**TEXT PASSAGE**
[Start of Attachment]

I received a lot of feedback to my post on anxiety, which reminds me that we live in anxious times.
I'm not sure that they're more anxious than other times, but the pace of life, and the expectations of western culture, are anxiety producing in and of themselves. Since the days of the Baby Boomers, we have been told to do more, produce more, cram in more work, overschedule our kids to the point where it is stressful just to get through a "normal" day. (I am in receipt of the knowledge that normal is just a setting on the dryer).
I keep trying to find ways (aside from medication), in which I can simplify my life and reduce things that I know cause me anxiety. If anyone wants to adopt my annoying pug dog that wakes me up every morning, crying to be let out, then barking incessantly to be fed, let me know. Every single day, the first whimper out of her mouth starts my stomach roiling, my heart speeds up, and I can feel my anxiety level rise as I begin to think about what the next 10 minutes will entail. I will race all three dogs down the stairs, fight my way through the pack to the back door, try to keep my balance and not fall into the back yard as they bum rush me and each other for the chance to be Alpha that morning. Then they will pee as fast as possible and crowd back at the door, whining and scratching piteously as I prepare their bowls of food, as if perhaps they have not been fed in weeks and weeks. I try. I try to make them sit quietly, so that I'm not being bullied by my own dogs, who are supposed to bring me joy and calm (and who do, much of the time). But often, my anxiety just tells me to rush through the process so they will Shut T.F. Up and eat already.

[End of Attachment]

Data items

[Start of Attachment]

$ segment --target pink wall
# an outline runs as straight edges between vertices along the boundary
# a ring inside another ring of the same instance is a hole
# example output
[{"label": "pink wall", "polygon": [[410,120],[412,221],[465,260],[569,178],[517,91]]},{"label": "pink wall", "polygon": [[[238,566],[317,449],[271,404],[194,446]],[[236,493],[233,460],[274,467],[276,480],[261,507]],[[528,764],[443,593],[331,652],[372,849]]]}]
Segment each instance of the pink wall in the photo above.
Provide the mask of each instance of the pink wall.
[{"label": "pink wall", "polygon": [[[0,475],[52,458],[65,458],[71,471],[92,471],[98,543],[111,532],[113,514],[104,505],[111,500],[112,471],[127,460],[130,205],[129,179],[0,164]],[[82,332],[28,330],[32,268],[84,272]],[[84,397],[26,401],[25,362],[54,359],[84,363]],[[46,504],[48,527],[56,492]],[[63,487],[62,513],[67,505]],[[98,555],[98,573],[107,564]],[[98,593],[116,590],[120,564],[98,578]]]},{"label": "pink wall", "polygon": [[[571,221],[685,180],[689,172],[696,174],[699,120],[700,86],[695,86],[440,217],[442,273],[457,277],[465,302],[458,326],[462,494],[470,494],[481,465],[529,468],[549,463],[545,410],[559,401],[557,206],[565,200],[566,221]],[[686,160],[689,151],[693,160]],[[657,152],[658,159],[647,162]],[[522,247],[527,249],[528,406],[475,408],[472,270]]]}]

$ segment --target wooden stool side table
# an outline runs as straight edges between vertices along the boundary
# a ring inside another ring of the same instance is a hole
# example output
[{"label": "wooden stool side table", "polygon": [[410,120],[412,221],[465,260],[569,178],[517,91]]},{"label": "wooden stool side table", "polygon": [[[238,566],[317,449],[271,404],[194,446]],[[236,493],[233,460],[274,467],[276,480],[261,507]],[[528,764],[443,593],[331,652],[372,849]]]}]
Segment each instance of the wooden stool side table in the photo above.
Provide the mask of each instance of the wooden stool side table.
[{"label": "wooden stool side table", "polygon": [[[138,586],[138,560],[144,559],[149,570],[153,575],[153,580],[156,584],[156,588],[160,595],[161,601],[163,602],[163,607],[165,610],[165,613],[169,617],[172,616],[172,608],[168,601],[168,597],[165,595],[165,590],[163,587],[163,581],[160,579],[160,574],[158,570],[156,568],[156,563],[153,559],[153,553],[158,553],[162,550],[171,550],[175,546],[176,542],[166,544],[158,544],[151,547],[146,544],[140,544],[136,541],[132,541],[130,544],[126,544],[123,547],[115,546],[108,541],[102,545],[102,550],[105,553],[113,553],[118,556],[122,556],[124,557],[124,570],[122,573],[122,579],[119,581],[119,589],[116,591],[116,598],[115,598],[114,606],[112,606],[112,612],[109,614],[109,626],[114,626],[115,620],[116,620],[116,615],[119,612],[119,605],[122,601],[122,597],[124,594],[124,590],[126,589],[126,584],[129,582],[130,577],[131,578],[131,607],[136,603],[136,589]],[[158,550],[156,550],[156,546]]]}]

[End of Attachment]

**ASSIGNMENT 1**
In the anxiety post, how many dogs does the writer race down the stairs each morning?
**ASSIGNMENT 2**
Print the anxiety post from "I received a" to "on the dryer).".
These entries are separate material from the anxiety post.

**ANSWER SECTION 1**
Three dogs.

**ANSWER SECTION 2**
I received a lot of feedback to my post on anxiety, which reminds me that we live in anxious times.
I'm not sure that they're more anxious than other times, but the pace of life, and the expectations of western culture, are anxiety producing in and of themselves. Since the days of the Baby Boomers, we have been told to do more, produce more, cram in more work, overschedule our kids to the point where it is stressful just to get through a "normal" day. (I am in receipt of the knowledge that normal is just a setting on the dryer).